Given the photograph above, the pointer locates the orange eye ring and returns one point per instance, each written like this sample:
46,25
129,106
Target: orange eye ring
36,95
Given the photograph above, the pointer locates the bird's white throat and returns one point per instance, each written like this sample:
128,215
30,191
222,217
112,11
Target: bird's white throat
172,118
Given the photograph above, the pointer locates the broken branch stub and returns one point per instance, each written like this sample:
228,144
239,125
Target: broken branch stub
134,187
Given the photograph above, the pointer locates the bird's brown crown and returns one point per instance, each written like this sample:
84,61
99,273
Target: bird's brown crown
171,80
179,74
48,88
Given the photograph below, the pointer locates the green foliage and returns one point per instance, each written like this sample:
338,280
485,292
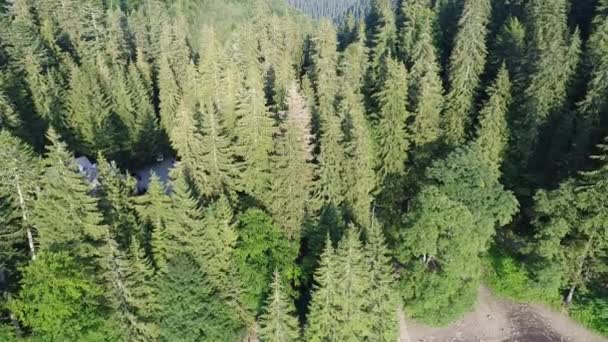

**What to do:** Repeat the records exactly but leave out the images.

**Your response:**
Given the photograph above, the pointer locates the orange eye ring and returns one point per instance, each written like this sample:
46,25
129,106
Target: orange eye ring
36,95
Given the photograph above, the pointer locates the bird's white throat and returns one point per instance, each written like this sample:
128,215
30,191
222,217
112,11
Target: bird's white throat
172,118
Given the photograph above, the pointer locates the broken branch stub and returns one point per instance, each written like this sample:
228,144
239,125
Target: broken branch stub
134,187
Given the photograph above, the pointer locates the bird's brown crown and returns one point per instance, each written like this sample:
84,61
99,273
Target: bird's brown crown
171,80
179,74
48,88
Given the photograph below, the pointer locates the green foliage and returns one point per instance, each written like this sample:
338,280
485,292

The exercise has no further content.